# [Source material]
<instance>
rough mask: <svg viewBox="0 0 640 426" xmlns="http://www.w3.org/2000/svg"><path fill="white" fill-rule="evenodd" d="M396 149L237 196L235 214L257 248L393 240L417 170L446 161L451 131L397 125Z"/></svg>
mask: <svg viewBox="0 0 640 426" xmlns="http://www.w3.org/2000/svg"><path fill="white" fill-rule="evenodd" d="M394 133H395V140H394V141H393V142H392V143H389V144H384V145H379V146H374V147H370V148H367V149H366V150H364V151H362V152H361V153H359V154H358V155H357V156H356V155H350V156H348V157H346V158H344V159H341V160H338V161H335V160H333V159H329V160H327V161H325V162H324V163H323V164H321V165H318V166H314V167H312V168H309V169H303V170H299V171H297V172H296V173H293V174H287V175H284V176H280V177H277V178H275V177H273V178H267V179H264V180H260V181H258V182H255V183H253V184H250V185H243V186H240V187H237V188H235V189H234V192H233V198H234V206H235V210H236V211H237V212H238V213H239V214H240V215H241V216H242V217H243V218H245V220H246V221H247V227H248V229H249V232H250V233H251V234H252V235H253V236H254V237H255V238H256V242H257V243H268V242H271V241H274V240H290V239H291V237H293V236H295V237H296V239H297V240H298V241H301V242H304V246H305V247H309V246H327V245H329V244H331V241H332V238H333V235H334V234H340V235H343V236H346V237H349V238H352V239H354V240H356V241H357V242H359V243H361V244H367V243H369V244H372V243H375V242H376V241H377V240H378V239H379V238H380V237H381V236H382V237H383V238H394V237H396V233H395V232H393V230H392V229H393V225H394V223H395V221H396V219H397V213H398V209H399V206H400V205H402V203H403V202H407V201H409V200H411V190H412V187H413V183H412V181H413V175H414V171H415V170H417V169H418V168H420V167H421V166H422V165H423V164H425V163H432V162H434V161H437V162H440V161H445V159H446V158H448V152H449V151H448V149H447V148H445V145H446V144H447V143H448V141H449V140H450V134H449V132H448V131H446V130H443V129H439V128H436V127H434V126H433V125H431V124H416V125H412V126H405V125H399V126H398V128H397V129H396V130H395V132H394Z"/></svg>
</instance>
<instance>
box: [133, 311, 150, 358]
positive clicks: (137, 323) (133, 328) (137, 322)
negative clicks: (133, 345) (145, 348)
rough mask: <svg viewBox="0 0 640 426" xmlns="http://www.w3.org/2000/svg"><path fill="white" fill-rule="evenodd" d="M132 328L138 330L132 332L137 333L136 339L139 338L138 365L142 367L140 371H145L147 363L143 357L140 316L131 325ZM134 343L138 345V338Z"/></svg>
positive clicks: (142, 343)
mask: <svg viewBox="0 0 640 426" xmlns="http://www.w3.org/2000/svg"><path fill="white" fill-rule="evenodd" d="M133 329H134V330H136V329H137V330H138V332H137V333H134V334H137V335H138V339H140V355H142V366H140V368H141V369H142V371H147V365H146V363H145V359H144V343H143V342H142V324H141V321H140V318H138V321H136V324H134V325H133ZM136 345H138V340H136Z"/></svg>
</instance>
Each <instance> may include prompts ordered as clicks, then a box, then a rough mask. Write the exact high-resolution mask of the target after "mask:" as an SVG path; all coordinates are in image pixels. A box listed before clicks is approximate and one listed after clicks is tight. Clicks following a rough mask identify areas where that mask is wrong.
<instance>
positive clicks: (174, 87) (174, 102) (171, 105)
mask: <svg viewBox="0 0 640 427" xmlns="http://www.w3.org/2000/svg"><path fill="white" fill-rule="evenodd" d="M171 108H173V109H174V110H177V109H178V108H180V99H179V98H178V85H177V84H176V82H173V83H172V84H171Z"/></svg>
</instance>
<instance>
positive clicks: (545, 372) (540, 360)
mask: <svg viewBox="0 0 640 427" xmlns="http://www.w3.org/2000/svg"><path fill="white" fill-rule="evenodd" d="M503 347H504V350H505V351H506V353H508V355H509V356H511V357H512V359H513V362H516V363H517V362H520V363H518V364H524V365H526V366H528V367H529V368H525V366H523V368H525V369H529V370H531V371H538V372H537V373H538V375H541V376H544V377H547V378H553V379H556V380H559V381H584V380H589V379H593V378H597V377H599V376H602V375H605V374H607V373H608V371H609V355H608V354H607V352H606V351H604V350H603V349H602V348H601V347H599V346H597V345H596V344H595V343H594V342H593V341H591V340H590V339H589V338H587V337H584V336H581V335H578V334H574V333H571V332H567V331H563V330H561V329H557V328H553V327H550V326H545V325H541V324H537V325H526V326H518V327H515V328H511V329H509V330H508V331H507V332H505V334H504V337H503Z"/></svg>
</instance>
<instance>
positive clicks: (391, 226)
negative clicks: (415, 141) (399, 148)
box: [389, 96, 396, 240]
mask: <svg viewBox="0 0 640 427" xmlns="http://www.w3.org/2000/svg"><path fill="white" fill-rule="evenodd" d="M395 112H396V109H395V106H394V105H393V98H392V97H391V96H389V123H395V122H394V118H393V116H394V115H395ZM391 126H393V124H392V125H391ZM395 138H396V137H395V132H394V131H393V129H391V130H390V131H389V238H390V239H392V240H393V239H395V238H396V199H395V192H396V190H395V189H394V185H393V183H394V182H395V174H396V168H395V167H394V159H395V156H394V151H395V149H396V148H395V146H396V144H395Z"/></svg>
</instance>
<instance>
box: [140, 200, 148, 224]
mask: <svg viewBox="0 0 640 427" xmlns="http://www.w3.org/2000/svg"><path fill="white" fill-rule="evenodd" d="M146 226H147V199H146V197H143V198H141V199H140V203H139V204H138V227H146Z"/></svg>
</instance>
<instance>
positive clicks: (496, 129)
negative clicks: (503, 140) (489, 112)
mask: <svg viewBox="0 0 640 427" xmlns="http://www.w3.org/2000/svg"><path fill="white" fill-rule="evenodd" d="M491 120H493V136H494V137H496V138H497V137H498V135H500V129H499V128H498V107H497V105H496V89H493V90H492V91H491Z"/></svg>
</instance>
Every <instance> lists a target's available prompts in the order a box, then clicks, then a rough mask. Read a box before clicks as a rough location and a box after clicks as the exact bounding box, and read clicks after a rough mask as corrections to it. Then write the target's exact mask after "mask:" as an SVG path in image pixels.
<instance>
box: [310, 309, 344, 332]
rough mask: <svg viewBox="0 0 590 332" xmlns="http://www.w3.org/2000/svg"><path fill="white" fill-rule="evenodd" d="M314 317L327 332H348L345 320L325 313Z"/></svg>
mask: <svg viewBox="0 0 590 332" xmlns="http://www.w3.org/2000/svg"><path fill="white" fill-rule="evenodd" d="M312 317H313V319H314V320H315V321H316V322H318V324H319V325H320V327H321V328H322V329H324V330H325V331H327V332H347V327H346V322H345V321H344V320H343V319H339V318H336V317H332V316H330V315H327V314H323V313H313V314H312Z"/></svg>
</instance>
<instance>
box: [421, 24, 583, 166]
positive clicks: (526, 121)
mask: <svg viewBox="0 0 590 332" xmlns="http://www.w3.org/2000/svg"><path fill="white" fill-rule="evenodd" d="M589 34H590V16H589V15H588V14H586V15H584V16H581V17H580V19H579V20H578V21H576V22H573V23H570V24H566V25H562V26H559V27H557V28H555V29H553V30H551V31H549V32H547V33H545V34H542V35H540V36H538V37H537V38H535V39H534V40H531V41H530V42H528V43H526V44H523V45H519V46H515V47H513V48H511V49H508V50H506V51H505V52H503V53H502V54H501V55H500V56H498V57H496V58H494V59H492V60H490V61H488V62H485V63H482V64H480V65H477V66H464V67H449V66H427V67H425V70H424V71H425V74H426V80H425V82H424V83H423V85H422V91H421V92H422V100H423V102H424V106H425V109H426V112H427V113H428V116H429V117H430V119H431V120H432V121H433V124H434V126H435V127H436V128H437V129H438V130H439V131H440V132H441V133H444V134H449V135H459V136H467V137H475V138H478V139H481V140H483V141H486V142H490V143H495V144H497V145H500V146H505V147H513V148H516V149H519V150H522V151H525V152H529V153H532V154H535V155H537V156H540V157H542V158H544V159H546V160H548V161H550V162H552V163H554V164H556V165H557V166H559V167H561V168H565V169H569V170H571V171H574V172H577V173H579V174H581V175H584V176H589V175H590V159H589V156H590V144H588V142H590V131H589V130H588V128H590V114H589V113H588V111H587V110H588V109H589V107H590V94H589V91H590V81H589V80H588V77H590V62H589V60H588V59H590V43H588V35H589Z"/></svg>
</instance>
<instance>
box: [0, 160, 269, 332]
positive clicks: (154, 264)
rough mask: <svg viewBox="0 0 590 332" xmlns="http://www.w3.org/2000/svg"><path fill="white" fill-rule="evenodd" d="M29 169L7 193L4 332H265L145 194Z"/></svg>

# [Assigned task]
Every line holding the word "after" should be copied out of the records above.

# [Exercise response]
Each <instance> may include prompts ordered as clicks, then a box, then a rough mask. Write the exact high-resolution mask of the target after "mask:" as an SVG path; all coordinates are in image pixels. A box listed before clicks is approximate and one listed after clicks is tight. Clicks following a rough mask identify areas where that mask is wrong.
Every <instance> lists a target's available prompts in the order a box, then clicks, then a rough mask. Read a box before clicks as a rough location and a box after clicks as the exact bounding box, and read clicks after a rough mask as corrections to it. Then write the target's exact mask after "mask:" as an SVG path in image pixels.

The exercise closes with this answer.